Task to complete: Quote every line as given.

Stored records:

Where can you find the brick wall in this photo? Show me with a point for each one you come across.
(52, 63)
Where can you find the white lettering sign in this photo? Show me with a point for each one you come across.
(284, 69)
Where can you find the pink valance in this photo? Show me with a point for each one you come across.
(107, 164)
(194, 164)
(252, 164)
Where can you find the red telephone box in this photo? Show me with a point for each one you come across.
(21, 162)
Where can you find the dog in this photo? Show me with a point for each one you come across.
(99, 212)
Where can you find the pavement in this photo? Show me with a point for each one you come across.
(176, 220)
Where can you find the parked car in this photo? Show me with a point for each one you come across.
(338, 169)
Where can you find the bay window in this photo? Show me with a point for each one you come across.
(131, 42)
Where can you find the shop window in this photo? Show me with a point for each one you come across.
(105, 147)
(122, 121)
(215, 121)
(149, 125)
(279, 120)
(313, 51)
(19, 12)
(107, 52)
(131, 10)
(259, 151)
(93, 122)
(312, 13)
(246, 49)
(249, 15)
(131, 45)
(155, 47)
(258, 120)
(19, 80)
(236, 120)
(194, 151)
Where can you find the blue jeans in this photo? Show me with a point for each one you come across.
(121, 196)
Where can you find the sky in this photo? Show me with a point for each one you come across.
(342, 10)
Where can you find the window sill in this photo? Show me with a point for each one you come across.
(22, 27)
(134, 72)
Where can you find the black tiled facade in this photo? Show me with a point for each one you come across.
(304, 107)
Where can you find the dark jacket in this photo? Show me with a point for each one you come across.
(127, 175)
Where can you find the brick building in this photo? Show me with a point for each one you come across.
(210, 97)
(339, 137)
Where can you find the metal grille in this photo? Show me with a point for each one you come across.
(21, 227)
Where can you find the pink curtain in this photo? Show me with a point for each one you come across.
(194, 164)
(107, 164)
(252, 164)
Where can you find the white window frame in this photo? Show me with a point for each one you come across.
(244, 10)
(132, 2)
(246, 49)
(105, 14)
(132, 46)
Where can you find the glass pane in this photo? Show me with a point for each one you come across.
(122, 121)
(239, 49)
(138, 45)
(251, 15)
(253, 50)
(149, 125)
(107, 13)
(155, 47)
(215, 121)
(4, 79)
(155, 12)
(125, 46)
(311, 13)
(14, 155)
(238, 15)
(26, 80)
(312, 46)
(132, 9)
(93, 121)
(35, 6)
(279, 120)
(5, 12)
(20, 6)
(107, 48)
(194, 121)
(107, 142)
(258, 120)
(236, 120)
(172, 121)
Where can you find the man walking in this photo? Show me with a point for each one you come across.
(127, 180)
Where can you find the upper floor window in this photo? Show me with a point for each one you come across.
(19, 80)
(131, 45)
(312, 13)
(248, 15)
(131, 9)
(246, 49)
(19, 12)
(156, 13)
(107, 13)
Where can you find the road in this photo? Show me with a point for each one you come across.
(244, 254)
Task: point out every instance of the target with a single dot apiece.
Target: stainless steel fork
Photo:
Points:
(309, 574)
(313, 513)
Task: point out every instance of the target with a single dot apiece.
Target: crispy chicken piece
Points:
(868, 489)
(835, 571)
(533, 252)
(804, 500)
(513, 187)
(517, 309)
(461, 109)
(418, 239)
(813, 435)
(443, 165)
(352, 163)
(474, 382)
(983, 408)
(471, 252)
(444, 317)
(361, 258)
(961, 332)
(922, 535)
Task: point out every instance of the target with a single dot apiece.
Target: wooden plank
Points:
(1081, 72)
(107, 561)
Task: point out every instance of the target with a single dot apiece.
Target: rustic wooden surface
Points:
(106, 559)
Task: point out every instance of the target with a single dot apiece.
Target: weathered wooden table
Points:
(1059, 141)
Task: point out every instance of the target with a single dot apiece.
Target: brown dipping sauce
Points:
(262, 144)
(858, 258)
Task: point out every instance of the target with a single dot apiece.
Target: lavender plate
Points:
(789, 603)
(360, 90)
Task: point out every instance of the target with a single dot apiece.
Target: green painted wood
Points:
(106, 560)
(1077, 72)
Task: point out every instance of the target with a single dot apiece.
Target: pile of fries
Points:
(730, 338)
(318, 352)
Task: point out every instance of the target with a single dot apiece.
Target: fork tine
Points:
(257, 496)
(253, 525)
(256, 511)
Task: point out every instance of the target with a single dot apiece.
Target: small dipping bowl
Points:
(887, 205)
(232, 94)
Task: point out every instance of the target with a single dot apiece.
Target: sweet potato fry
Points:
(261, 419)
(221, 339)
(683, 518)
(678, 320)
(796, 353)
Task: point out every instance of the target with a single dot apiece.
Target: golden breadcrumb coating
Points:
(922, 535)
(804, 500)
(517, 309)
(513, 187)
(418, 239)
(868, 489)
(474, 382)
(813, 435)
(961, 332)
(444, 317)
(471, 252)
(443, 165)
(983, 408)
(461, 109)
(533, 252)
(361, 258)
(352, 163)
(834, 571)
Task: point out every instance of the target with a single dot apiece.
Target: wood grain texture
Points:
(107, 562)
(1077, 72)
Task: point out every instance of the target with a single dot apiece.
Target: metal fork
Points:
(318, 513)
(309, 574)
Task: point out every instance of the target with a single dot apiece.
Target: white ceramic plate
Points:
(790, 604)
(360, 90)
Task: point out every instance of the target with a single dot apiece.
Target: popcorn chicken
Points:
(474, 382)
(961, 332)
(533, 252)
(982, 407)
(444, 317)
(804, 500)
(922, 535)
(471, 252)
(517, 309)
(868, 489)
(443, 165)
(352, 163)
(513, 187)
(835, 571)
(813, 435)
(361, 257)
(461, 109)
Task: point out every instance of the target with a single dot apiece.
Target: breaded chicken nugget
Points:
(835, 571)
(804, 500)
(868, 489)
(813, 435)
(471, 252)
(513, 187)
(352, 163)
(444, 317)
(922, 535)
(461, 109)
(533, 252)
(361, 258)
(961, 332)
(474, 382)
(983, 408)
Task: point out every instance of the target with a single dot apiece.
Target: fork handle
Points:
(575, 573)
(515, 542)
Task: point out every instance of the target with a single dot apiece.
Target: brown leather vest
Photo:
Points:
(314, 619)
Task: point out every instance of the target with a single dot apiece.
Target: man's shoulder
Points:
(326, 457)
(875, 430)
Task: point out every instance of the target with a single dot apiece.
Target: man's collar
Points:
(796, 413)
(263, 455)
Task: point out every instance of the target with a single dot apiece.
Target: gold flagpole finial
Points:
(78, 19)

Problem solution:
Where can you find the brick wall in this photo? Show me with a point for each one you come across.
(52, 63)
Where can you find the white lettering sign in this photo? Show me with a point for each one you come across.
(284, 69)
Where can you find the pink valance in this photo? Show me with a point for each one you come across.
(107, 164)
(194, 164)
(252, 164)
Where can you find the red telephone box in this photo? Show me with a point for each one you come across.
(21, 162)
Where can you find the dog in this photo? Show me with a point for each one you come across.
(99, 212)
Where can you find the pavement in this photo? Show me with a point for each one you come across.
(176, 220)
Where can you find the parked car in this photo? Show me with a point for each one you come across.
(338, 169)
Where can you find the bay window in this photo? Show me with a point for each one you come across.
(131, 42)
Where can you find the shop window in this photo? Show me with a point for each one you come across.
(105, 147)
(122, 121)
(215, 121)
(149, 125)
(279, 120)
(313, 51)
(19, 12)
(107, 52)
(131, 10)
(259, 151)
(93, 122)
(312, 13)
(246, 49)
(249, 15)
(131, 45)
(155, 47)
(258, 120)
(19, 80)
(236, 120)
(194, 151)
Where can you find the blue jeans in this photo? Show me with a point for each one you come across.
(121, 196)
Where can you find the sky in this photo? Show me with a point for each one you come across.
(342, 10)
Where can you find the window sill in this photo? Show me with a point for each one you come across.
(22, 27)
(134, 72)
Where can you find the black tiled facade in this photo? Show me with a point for each one you come across.
(304, 107)
Where can you find the dark jacket in this photo? Show me with a point for each one you come across.
(127, 175)
Where can you find the brick building in this photo? Show me with a point for each one you come across.
(210, 97)
(339, 137)
Where can you find the metal grille in this photo? Show me with a point for each one you come across.
(21, 227)
Where can you find the pink curtain in this photo? Show me with a point for each one you come across.
(194, 164)
(107, 164)
(252, 164)
Where can you find the white window frame in this photo? Show me with a point for each one you come across.
(244, 10)
(132, 2)
(246, 49)
(105, 14)
(132, 46)
Where can you find the glass pane in this photo? Show me with a point for each one you come across.
(122, 121)
(239, 49)
(138, 45)
(251, 15)
(253, 50)
(149, 125)
(107, 13)
(155, 47)
(215, 121)
(4, 79)
(155, 12)
(125, 46)
(311, 13)
(14, 155)
(238, 15)
(26, 80)
(312, 46)
(132, 9)
(93, 121)
(35, 6)
(279, 120)
(5, 12)
(20, 6)
(107, 48)
(194, 121)
(107, 142)
(258, 120)
(236, 120)
(172, 121)
Where can you find the man walking in this photo? Show me with a point for each one you come across.
(127, 180)
Where can you find the upper floor window in this photo? Show me with a point for each one you come across.
(19, 80)
(131, 45)
(312, 13)
(248, 15)
(131, 9)
(246, 49)
(19, 12)
(156, 13)
(107, 13)
Where can you find the road in this photo? Show me with a point for each one you come across.
(244, 254)
Task: point out every instance of the target with a single dot apiece.
Target: stainless steel fork
Photo:
Points:
(309, 574)
(313, 513)
Task: point out every instance of the target with a single dot apiece.
Target: crispy chicken piece
Points:
(868, 489)
(835, 571)
(533, 252)
(804, 500)
(513, 187)
(517, 309)
(461, 109)
(418, 239)
(813, 435)
(443, 165)
(352, 163)
(474, 382)
(983, 408)
(471, 252)
(444, 317)
(361, 258)
(961, 332)
(922, 535)
Task: point out every instance of the target with a single dot apiece.
Target: wooden plank
Points:
(1081, 72)
(107, 561)
Task: point out every instance of the target with a single dot apiece.
Target: rustic wooden surface
Points:
(106, 559)
Task: point out every instance of the target with a single dot apiece.
Target: weathered wooden table
Points:
(1059, 141)
Task: point out every instance of the target with a single dot apiece.
Target: brown dipping sauce
Points:
(262, 144)
(858, 258)
Task: point out every instance of the target with a single dot apiece.
Target: lavender plate
Points:
(789, 603)
(360, 90)
Task: point out every instance of the target with a single dot apiece.
Target: green painted wood
Points:
(106, 560)
(1077, 72)
Task: point out every instance of the target with a single dot apiece.
Target: pile of fries
Points:
(730, 338)
(318, 352)
Task: point out every instance of the target with a single dot apiece.
Target: fork tine
Points:
(257, 496)
(253, 525)
(256, 511)
Task: point out every instance of the target with a single dot apiece.
Target: small dipping bowl
Points:
(887, 205)
(232, 94)
Task: point out every instance of the target with a single dot apiece.
Target: sweet potato fry
Points:
(261, 419)
(221, 339)
(683, 518)
(678, 320)
(796, 353)
Task: point out every instance of the target with a single dot apiece.
Target: golden breadcrumb coating
Points:
(922, 535)
(804, 500)
(517, 309)
(513, 187)
(418, 239)
(868, 489)
(474, 382)
(813, 435)
(961, 332)
(444, 317)
(471, 252)
(443, 165)
(983, 408)
(461, 109)
(533, 252)
(361, 258)
(352, 163)
(834, 571)
Task: point out every instance of the target with a single dot apiece.
Target: wood grain texture
Points:
(107, 562)
(1077, 72)
Task: point out every instance of the target with a single dot apiece.
Target: metal fork
Points:
(318, 513)
(309, 574)
Task: point out every instance of the target with a single dot apiece.
Target: white ceramic plate
Points:
(790, 604)
(360, 90)
Task: point out every instance of the target with a single dot apiece.
Target: popcorn chicken
Points:
(474, 382)
(961, 332)
(533, 252)
(982, 407)
(444, 317)
(804, 500)
(922, 535)
(471, 252)
(517, 309)
(868, 489)
(443, 165)
(352, 163)
(513, 187)
(835, 571)
(813, 435)
(361, 257)
(461, 109)
Task: point out every instance of the target with a single dot apiece.
Target: breaded chicken nugget
Points:
(835, 571)
(804, 500)
(868, 489)
(813, 435)
(471, 252)
(513, 187)
(352, 163)
(444, 317)
(922, 535)
(461, 109)
(533, 252)
(361, 258)
(961, 332)
(474, 382)
(983, 408)
Task: point out every instance of the target with a single dot apiece.
Target: fork handle
Points:
(575, 573)
(515, 542)
Task: point out every instance of the target with a single dot apiece.
Target: brown leather vest
Photo:
Points:
(314, 619)
Task: point out every instance of the target with a single dot apiece.
Target: man's shoulder
Points:
(326, 457)
(875, 430)
Task: point out every instance of the target with a single dot apiece.
Target: man's collar
Points:
(796, 413)
(263, 455)
Task: point out every instance of the target with a single dot apiece.
Target: gold flagpole finial
Points:
(78, 19)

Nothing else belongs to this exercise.